Your reply should contain every record, restated word for word.
== ENTRIES PROVIDED ==
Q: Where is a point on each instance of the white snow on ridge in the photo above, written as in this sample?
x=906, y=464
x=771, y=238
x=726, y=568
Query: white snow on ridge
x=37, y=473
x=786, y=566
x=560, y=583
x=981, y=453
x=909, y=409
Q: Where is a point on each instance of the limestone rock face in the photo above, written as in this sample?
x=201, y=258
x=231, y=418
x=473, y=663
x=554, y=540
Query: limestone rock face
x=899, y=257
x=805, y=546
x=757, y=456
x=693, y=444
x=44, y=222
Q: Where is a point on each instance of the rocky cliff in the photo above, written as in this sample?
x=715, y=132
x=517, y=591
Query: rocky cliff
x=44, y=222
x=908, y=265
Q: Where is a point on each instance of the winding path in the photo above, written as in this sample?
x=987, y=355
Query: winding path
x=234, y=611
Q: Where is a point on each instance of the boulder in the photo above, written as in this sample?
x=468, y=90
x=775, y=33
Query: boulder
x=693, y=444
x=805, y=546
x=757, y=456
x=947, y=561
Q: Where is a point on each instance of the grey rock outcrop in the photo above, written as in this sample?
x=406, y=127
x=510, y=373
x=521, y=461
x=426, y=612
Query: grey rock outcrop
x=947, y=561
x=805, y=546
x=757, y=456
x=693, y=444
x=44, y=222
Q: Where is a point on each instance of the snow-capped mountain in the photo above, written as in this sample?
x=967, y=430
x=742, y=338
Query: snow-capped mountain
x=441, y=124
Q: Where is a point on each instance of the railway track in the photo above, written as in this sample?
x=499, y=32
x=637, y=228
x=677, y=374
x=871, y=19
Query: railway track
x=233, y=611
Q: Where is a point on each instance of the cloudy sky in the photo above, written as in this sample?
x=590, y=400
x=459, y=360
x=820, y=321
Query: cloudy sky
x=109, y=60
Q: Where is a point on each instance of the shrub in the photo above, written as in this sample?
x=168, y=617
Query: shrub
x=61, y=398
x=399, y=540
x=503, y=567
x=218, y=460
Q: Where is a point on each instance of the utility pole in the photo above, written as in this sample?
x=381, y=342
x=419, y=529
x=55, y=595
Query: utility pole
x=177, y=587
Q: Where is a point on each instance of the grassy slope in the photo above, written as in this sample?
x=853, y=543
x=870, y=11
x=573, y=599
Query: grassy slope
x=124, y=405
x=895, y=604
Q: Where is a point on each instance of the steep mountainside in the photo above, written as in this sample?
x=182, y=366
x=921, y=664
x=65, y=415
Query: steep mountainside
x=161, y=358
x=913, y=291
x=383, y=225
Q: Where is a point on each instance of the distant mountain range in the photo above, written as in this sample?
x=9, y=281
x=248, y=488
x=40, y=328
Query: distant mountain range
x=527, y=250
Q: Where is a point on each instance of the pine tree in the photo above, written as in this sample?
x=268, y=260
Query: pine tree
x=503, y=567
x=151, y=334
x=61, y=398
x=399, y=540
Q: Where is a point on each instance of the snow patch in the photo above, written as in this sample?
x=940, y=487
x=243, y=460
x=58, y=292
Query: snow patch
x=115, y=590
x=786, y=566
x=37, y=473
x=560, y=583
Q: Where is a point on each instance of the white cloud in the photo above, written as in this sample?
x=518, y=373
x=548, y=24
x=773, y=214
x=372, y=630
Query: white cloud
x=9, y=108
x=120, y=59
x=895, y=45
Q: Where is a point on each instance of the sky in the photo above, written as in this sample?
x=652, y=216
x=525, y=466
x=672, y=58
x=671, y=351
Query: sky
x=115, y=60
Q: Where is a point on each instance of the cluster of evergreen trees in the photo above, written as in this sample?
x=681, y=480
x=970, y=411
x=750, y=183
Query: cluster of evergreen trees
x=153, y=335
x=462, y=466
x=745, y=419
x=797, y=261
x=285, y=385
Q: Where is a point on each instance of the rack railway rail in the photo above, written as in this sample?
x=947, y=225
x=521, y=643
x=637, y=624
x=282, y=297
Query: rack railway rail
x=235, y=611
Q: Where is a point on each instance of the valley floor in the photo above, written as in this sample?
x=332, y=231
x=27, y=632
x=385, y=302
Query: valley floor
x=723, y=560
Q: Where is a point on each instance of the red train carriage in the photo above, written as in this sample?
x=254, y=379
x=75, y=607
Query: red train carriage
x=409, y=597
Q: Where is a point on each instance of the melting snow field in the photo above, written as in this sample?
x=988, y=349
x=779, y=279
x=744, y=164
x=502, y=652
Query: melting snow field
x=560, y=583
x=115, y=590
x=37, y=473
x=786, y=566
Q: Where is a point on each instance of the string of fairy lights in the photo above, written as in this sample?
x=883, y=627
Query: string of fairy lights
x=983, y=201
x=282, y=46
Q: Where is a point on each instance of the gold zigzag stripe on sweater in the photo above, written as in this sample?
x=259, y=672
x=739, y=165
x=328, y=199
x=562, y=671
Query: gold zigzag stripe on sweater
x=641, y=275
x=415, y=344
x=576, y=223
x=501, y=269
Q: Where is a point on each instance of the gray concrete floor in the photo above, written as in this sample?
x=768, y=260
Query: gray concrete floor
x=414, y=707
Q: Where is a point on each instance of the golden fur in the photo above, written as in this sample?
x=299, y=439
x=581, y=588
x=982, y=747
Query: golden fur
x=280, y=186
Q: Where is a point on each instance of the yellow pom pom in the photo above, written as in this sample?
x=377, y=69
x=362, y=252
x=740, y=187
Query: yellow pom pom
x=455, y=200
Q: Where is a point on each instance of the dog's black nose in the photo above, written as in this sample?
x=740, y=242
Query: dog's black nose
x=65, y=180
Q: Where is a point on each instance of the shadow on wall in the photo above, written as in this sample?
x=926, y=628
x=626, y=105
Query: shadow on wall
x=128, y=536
===
#### EXPECTED ANSWER:
Q: Where is a point on each instance of the white snow on ridge in the photo above, written as in this sample?
x=906, y=464
x=771, y=238
x=726, y=568
Query: white snow on ridge
x=37, y=473
x=786, y=566
x=560, y=583
x=981, y=453
x=909, y=409
Q: Where is a point on each instance of the limestone rock face in the photo above, written as in this sample?
x=201, y=258
x=231, y=418
x=473, y=663
x=554, y=540
Query: limestone rock face
x=899, y=257
x=805, y=546
x=757, y=456
x=693, y=444
x=44, y=222
Q: Where is a point on each instance of the rocky cliff in the photo above, written as in this sample?
x=715, y=132
x=517, y=591
Query: rocky cliff
x=44, y=222
x=908, y=265
Q: Where is a point on each instance of the winding path in the photo above, written as in this sample?
x=987, y=355
Query: winding path
x=234, y=611
Q: Where is a point on each instance of the boulder in the photo above, written as in this sample?
x=468, y=90
x=775, y=33
Query: boulder
x=693, y=444
x=805, y=546
x=757, y=456
x=947, y=561
Q: Where is a point on each instance of the grey rock outcrop in the photo above, written as in this sample?
x=406, y=127
x=510, y=373
x=521, y=461
x=426, y=612
Query: grey rock outcrop
x=947, y=561
x=805, y=546
x=757, y=456
x=693, y=444
x=44, y=222
Q: Where is a point on each instance of the snow-capped mountain in the photo above, written as in this sample?
x=967, y=430
x=742, y=338
Query: snow-capped mountain
x=441, y=124
Q: Where is a point on each instance of the railway track in the photo above, written as in this sample?
x=499, y=32
x=637, y=228
x=677, y=374
x=871, y=19
Query: railway track
x=233, y=611
Q: Where is a point on each instance of the cloudy sky in the photo above, written as in this sample?
x=590, y=400
x=459, y=360
x=820, y=321
Query: cloudy sky
x=109, y=60
Q: Where is a point on each instance of the shrub in the photo above, written as in this sample?
x=168, y=617
Query: shrub
x=61, y=398
x=399, y=540
x=503, y=567
x=218, y=460
Q: Where is a point on each instance of the utility pole in the photo above, written as in this sample?
x=381, y=342
x=419, y=529
x=55, y=595
Query: utility pole
x=177, y=587
Q: Where is a point on each instance of the grassy slope in the photo above, written as in this sample?
x=853, y=543
x=870, y=11
x=573, y=599
Query: grassy slope
x=124, y=405
x=895, y=604
Q: Where is a point on each instance of the steep mountainside in the photo above, written as in this sample?
x=182, y=366
x=921, y=664
x=65, y=415
Query: steep mountainside
x=161, y=358
x=913, y=291
x=383, y=225
Q: Where is a point on each instance of the distant mountain range in the photo above, written as in this sample?
x=9, y=281
x=248, y=488
x=40, y=328
Query: distant mountain range
x=527, y=250
Q: Where is a point on each instance of the pine tree in the photo above, written as in this sample?
x=268, y=260
Query: pine tree
x=503, y=567
x=151, y=334
x=61, y=398
x=399, y=540
Q: Where is a point on each instance of the snow patch in the photo above, written as in this sample?
x=940, y=487
x=243, y=460
x=58, y=292
Query: snow patch
x=115, y=590
x=786, y=566
x=37, y=473
x=560, y=583
Q: Where is a point on each instance of the white cloud in the photo above, written as in this sample?
x=518, y=373
x=548, y=24
x=773, y=214
x=372, y=630
Query: white cloud
x=9, y=108
x=120, y=59
x=895, y=45
Q: Where is a point on each instance of the sky in the photo above, written as in this sample?
x=652, y=216
x=525, y=466
x=672, y=58
x=671, y=351
Query: sky
x=115, y=60
Q: Where is a point on each instance of the cluster of evergreen trees in the photo above, written as in this sample?
x=681, y=480
x=970, y=411
x=750, y=183
Query: cluster of evergreen trees
x=153, y=335
x=462, y=466
x=745, y=419
x=797, y=261
x=285, y=385
Q: Where is a point on each instance of the rack railway rail in the photo above, written as in this sample?
x=947, y=225
x=521, y=643
x=637, y=624
x=282, y=297
Query: rack railway rail
x=235, y=611
Q: Where is a point on each instance of the valley floor in the photo above, written as in this sample?
x=332, y=231
x=27, y=632
x=385, y=302
Query: valley floor
x=723, y=560
Q: Where is a point on each instance of the red train carriage in the photo above, written as in this sample?
x=254, y=379
x=75, y=607
Query: red train carriage
x=409, y=597
Q: Where is a point on each instance of the melting snow field in the photo above, written as in this sample?
x=988, y=349
x=779, y=279
x=744, y=164
x=502, y=652
Query: melting snow field
x=560, y=583
x=115, y=590
x=37, y=473
x=786, y=566
Q: Where is a point on each instance of the string of fairy lights in the photo above, written as in this sample?
x=883, y=627
Query: string of fairy lights
x=983, y=201
x=282, y=46
Q: Where is a point on each instance of the gold zigzag stripe on sweater in the photo above, written as in this sample?
x=259, y=672
x=739, y=165
x=328, y=199
x=562, y=671
Query: gold zigzag stripe on sweater
x=641, y=275
x=415, y=344
x=576, y=223
x=501, y=269
Q: Where is a point on each instance of the gray concrete floor in the photo above, written as in this sample?
x=768, y=260
Query: gray concrete floor
x=414, y=707
Q: Where is a point on each instance of the golden fur in the photo above, written as in this sample?
x=299, y=439
x=581, y=588
x=982, y=747
Query: golden fur
x=280, y=186
Q: Where is a point on each instance of the yellow pom pom in the photo above, written as in this sample?
x=377, y=69
x=362, y=252
x=740, y=187
Query: yellow pom pom
x=455, y=200
Q: Where is a point on each instance of the dog's black nose in the photo above, written as in this sample?
x=740, y=242
Query: dog's black nose
x=65, y=180
Q: Where is a point on each instance of the shadow on wall in the photo above, written as in this sample?
x=926, y=628
x=626, y=105
Query: shadow on wall
x=128, y=536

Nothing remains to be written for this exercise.